Task brief: Reproduce the material verbatim, starting at its first line and ending after the line that contains "column 388, row 481". Omit the pictures from the output.

[Source records]
******

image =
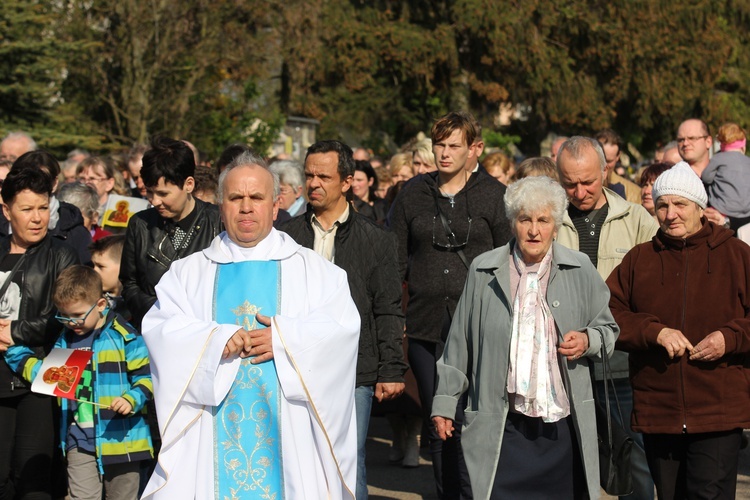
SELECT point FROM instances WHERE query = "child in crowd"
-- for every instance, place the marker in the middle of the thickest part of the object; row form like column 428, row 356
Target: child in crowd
column 105, row 255
column 106, row 441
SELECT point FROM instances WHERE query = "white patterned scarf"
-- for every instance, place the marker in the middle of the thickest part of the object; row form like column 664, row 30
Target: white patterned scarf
column 535, row 384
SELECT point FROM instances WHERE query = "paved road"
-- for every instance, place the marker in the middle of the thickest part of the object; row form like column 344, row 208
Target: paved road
column 388, row 481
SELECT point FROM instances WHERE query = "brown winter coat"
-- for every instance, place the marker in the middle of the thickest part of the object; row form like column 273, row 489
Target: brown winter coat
column 698, row 285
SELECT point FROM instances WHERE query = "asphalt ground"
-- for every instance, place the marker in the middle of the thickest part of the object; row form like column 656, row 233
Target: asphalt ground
column 386, row 481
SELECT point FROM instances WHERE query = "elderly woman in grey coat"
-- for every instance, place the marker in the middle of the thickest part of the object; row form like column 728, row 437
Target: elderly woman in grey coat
column 531, row 315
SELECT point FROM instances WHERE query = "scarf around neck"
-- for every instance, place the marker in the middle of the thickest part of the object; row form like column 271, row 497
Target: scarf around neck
column 535, row 384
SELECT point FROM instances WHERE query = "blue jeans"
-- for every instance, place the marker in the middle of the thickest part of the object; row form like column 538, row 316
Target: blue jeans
column 362, row 406
column 643, row 485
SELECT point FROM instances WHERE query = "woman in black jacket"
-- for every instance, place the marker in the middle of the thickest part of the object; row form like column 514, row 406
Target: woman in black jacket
column 30, row 261
column 176, row 226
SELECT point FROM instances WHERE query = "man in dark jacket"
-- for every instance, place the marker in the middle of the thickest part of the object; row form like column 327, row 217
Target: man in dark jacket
column 369, row 256
column 176, row 226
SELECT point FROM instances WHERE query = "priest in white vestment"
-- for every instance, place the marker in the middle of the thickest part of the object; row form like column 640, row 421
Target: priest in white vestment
column 253, row 346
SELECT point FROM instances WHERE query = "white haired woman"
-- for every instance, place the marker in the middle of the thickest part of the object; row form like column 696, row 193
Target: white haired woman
column 531, row 315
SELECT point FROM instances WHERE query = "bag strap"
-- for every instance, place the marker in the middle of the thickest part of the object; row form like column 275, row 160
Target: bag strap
column 449, row 233
column 608, row 381
column 13, row 272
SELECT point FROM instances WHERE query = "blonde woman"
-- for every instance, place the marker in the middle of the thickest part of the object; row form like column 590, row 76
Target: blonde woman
column 401, row 167
column 103, row 176
column 499, row 166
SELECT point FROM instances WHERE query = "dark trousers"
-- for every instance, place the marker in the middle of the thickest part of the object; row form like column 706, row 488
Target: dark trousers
column 27, row 442
column 451, row 475
column 694, row 466
column 539, row 461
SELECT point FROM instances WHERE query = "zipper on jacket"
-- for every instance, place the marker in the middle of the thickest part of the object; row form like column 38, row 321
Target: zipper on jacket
column 682, row 329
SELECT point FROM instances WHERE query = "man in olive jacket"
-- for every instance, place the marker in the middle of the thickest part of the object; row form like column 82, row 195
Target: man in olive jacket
column 369, row 256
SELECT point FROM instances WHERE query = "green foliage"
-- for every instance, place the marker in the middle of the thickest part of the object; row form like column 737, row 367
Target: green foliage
column 232, row 120
column 109, row 73
column 496, row 139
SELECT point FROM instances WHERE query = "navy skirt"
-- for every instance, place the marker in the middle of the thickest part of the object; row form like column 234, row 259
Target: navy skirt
column 539, row 461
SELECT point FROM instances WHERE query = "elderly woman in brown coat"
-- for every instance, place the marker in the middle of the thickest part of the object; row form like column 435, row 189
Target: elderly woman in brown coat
column 683, row 304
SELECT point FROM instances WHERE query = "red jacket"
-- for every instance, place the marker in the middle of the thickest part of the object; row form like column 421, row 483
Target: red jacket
column 698, row 285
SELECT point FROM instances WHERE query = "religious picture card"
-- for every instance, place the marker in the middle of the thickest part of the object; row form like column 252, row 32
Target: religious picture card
column 60, row 372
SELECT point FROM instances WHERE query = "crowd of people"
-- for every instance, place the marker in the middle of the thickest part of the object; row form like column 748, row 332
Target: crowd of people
column 245, row 326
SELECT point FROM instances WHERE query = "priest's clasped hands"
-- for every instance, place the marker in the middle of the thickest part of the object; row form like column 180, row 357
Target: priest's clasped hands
column 255, row 343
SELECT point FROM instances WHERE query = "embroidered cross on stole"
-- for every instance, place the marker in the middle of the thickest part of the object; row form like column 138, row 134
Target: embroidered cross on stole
column 247, row 430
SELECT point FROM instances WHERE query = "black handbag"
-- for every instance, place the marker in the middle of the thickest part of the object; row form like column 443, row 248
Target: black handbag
column 615, row 474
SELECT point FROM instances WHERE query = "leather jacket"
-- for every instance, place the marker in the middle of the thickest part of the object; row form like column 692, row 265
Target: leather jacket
column 148, row 253
column 36, row 326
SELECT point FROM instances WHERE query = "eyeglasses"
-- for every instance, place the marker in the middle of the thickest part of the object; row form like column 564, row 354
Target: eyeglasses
column 91, row 179
column 75, row 322
column 692, row 138
column 441, row 239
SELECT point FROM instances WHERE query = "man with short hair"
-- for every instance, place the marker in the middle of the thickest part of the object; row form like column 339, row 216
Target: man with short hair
column 694, row 143
column 361, row 154
column 253, row 345
column 442, row 220
column 556, row 146
column 472, row 162
column 369, row 256
column 16, row 144
column 605, row 227
column 612, row 146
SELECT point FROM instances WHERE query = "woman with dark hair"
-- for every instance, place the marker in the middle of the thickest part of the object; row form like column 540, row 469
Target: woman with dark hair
column 30, row 261
column 65, row 220
column 647, row 179
column 176, row 226
column 364, row 185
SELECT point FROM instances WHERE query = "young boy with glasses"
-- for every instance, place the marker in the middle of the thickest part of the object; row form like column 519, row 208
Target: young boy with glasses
column 103, row 432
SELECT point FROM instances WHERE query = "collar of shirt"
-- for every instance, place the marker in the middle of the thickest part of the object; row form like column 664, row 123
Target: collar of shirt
column 323, row 244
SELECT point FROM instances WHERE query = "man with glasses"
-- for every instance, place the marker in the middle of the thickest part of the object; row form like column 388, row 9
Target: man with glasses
column 442, row 220
column 368, row 255
column 605, row 227
column 694, row 143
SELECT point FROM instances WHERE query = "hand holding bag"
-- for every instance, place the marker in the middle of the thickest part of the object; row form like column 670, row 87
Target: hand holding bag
column 615, row 475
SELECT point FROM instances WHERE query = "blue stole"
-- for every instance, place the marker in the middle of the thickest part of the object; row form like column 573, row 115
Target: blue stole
column 247, row 446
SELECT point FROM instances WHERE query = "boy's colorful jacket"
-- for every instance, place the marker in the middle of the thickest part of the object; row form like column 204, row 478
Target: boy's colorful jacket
column 120, row 368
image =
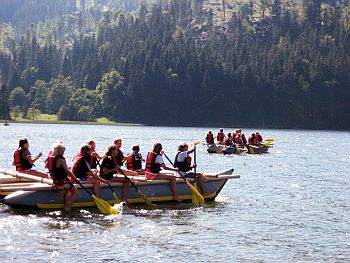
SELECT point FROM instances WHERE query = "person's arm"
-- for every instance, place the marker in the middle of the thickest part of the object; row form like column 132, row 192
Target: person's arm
column 63, row 164
column 168, row 168
column 32, row 161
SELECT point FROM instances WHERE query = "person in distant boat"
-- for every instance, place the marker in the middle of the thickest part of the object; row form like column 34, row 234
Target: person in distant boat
column 221, row 136
column 251, row 139
column 258, row 138
column 82, row 170
column 95, row 157
column 59, row 173
column 183, row 163
column 210, row 138
column 23, row 159
column 244, row 140
column 154, row 163
column 120, row 159
column 109, row 168
column 228, row 140
column 134, row 160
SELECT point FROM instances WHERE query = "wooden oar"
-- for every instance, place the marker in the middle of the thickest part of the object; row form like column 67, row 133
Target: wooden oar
column 195, row 200
column 27, row 176
column 148, row 202
column 103, row 205
column 193, row 189
column 109, row 185
column 114, row 194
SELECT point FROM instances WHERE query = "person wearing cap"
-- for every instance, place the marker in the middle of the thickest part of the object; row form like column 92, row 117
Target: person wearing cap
column 221, row 136
column 23, row 159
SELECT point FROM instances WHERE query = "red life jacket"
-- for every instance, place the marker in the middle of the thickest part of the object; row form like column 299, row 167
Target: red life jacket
column 20, row 162
column 151, row 165
column 210, row 138
column 93, row 159
column 135, row 163
column 57, row 174
column 228, row 141
column 120, row 157
column 50, row 166
column 184, row 166
column 79, row 167
column 220, row 136
column 251, row 140
column 258, row 138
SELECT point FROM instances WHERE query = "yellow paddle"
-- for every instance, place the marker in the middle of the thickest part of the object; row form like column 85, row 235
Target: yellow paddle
column 148, row 202
column 102, row 205
column 193, row 189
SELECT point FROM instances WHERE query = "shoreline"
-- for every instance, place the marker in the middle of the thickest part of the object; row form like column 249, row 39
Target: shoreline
column 9, row 122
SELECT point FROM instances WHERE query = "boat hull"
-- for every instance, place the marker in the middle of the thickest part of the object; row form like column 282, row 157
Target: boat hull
column 157, row 191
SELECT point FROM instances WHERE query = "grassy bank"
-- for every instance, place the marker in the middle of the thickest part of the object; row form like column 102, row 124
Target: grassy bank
column 52, row 119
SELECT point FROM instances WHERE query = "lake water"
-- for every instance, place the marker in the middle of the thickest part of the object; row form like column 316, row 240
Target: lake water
column 290, row 205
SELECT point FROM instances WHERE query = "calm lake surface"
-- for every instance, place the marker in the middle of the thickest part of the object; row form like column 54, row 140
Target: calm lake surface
column 290, row 205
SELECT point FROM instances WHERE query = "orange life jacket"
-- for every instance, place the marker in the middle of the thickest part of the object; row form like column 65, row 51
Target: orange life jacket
column 57, row 174
column 151, row 165
column 135, row 163
column 184, row 166
column 20, row 162
column 220, row 136
column 210, row 138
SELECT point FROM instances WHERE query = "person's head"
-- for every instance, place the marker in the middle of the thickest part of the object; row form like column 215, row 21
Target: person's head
column 110, row 149
column 118, row 142
column 136, row 148
column 182, row 147
column 58, row 148
column 85, row 149
column 91, row 143
column 23, row 143
column 157, row 147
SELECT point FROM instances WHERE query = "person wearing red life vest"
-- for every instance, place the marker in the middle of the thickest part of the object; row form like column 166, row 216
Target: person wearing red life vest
column 59, row 172
column 229, row 140
column 23, row 160
column 154, row 164
column 134, row 160
column 120, row 159
column 210, row 138
column 258, row 138
column 82, row 170
column 251, row 139
column 95, row 157
column 221, row 136
column 109, row 168
column 183, row 163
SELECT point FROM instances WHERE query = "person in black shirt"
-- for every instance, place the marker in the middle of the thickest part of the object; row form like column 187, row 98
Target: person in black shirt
column 109, row 168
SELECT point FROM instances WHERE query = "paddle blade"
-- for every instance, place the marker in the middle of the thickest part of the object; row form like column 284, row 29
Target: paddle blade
column 195, row 200
column 196, row 193
column 104, row 206
column 148, row 202
column 116, row 198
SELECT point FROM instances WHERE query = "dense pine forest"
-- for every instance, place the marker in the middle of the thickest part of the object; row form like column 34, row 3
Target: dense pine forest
column 263, row 63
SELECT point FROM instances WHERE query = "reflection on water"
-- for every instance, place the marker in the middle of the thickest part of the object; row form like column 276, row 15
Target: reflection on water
column 292, row 204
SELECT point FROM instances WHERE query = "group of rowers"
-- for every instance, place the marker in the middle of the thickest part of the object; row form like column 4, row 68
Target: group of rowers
column 87, row 160
column 237, row 138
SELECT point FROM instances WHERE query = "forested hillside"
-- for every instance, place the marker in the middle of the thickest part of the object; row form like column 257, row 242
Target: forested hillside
column 264, row 63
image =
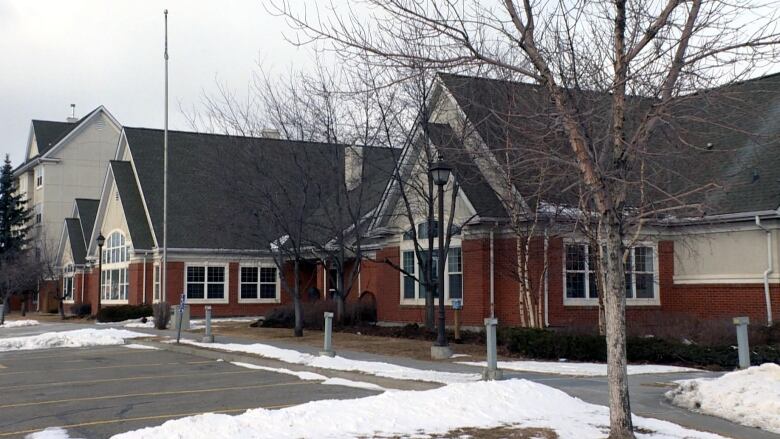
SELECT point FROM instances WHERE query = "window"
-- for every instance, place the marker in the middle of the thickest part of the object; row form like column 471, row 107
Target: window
column 206, row 282
column 156, row 283
column 67, row 282
column 413, row 292
column 580, row 274
column 259, row 283
column 114, row 280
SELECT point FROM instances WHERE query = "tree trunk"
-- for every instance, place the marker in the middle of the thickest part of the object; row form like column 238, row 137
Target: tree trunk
column 297, row 305
column 615, row 312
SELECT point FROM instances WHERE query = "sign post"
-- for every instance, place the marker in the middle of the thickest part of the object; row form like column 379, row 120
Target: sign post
column 182, row 303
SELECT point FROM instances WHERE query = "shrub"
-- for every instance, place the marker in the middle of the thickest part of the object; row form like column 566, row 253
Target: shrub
column 123, row 312
column 162, row 315
column 552, row 345
column 81, row 309
column 360, row 313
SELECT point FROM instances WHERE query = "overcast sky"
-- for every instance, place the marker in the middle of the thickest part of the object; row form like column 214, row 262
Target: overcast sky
column 93, row 52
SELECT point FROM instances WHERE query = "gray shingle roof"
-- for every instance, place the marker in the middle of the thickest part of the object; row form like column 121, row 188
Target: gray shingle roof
column 87, row 210
column 132, row 204
column 76, row 237
column 228, row 192
column 734, row 131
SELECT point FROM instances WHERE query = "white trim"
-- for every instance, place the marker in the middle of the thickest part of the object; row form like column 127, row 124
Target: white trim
column 259, row 265
column 205, row 300
column 632, row 301
column 407, row 246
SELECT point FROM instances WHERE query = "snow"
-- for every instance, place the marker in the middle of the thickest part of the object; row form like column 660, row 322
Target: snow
column 749, row 397
column 516, row 403
column 578, row 369
column 19, row 323
column 355, row 384
column 382, row 369
column 311, row 376
column 69, row 339
column 141, row 346
column 50, row 433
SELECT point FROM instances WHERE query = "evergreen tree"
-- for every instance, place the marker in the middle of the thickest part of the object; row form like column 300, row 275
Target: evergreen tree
column 13, row 212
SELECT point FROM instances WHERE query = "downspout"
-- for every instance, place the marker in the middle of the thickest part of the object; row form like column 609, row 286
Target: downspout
column 546, row 280
column 769, row 270
column 144, row 288
column 492, row 275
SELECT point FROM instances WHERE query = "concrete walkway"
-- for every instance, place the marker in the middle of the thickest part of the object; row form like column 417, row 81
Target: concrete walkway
column 647, row 391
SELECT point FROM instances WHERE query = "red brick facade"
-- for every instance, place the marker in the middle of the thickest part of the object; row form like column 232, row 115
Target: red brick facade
column 384, row 282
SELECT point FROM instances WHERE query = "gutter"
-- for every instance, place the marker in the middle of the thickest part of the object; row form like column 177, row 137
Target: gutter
column 769, row 270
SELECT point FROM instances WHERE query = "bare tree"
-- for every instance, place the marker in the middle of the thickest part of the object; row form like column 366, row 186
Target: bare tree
column 592, row 60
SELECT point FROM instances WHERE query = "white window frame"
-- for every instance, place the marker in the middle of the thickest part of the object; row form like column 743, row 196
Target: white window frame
column 407, row 246
column 156, row 290
column 38, row 175
column 226, row 296
column 68, row 275
column 122, row 264
column 278, row 296
column 632, row 301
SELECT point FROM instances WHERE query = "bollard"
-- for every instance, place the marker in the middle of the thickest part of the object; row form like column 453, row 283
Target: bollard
column 742, row 341
column 327, row 350
column 208, row 337
column 491, row 372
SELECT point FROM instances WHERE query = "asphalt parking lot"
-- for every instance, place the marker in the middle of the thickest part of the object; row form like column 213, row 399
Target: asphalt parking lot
column 97, row 392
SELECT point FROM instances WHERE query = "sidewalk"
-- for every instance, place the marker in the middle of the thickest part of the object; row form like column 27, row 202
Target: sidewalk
column 647, row 391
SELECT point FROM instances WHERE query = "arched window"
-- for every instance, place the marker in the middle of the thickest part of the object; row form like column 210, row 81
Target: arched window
column 113, row 285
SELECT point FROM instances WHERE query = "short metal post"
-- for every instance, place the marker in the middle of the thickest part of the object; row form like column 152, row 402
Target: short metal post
column 492, row 372
column 208, row 337
column 327, row 349
column 742, row 341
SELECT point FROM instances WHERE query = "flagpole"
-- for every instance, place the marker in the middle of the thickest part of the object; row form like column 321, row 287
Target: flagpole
column 164, row 271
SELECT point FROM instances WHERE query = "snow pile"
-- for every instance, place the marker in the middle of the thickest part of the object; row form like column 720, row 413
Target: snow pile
column 749, row 397
column 578, row 369
column 519, row 403
column 311, row 376
column 68, row 339
column 19, row 323
column 386, row 370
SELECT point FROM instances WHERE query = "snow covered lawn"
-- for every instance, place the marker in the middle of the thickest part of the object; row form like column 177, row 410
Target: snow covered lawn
column 514, row 403
column 18, row 323
column 749, row 397
column 577, row 369
column 386, row 370
column 69, row 339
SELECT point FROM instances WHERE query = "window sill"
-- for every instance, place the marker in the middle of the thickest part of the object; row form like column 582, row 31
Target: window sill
column 240, row 300
column 595, row 302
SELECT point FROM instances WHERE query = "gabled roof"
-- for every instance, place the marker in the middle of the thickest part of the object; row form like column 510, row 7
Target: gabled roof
column 76, row 238
column 87, row 212
column 132, row 205
column 728, row 137
column 229, row 192
column 48, row 133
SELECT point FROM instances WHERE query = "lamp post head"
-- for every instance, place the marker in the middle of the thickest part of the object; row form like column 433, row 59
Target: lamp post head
column 440, row 172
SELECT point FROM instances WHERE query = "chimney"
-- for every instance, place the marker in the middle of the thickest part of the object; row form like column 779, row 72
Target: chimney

******

Finished answer:
image =
SELECT point FROM instances WHERE query = "child in crowd"
-- for every instance, place the marker in the middle of the thickest part of the object; row form like column 428, row 356
Target: child in crowd
column 105, row 255
column 106, row 441
SELECT point FROM instances WHERE query = "white patterned scarf"
-- for every instance, place the marker in the middle of the thickest part of the object; row form like column 664, row 30
Target: white patterned scarf
column 535, row 384
SELECT point FROM instances WHERE query = "paved road"
-- for every instance, place the marker in the middle of the thickest part of the object; row form like column 344, row 208
Target: paved road
column 388, row 481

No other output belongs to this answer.